● **What is needed**:
Please rewrite every row below as a JSON list of strings, one string per line, skipping any blank lines.

Start of Records supplied

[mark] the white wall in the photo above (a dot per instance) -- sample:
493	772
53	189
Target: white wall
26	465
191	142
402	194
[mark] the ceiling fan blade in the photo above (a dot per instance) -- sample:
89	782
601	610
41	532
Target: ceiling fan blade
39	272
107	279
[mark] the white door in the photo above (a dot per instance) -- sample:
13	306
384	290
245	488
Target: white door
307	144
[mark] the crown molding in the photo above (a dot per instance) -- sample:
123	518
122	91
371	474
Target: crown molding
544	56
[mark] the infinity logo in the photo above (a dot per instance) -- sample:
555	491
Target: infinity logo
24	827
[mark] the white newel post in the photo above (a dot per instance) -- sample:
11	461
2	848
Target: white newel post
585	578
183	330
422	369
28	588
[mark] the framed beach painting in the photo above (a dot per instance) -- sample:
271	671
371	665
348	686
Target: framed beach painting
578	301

End of Records supplied

● **Answer for the task**:
[
  "[mark] the white wall in the photo above (a dot per instance) -- sample:",
  "493\t772",
  "53\t189",
  "Target: white wall",
  "26\t465",
  "191\t142",
  "402\t194",
  "[mark] the ceiling fan blade in the photo above (a dot per instance) -- sample:",
  "89\t782",
  "601\t610",
  "41\t532",
  "Target: ceiling fan blade",
  "39\t272",
  "107\t279",
  "[mark] the white door in the photo above (a dot per instance) -- sample:",
  "13\t306",
  "384\t290",
  "245\t488",
  "Target: white door",
  "307\t144",
  "[mark] the crown molding in the photo above (a dot per instance) -- sample:",
  "123\t518",
  "122\t91",
  "371\t474",
  "Target: crown molding",
  "544\t56",
  "[mark] the infinity logo in the photo above (a dot per instance) -- sample:",
  "555\t491",
  "Target: infinity logo",
  "24\t827",
  "[mark] the white newel post in the photo above (a dot per instance) -- sample:",
  "11\t461",
  "2\t848",
  "Target: white newel post",
  "585\t578",
  "183\t330",
  "422\t369",
  "28\t588",
  "[mark] the framed beach painting in the photo above (a dot per instance) -- sample:",
  "271\t671",
  "371\t665",
  "348\t686",
  "Target: framed beach painting",
  "578\t301"
]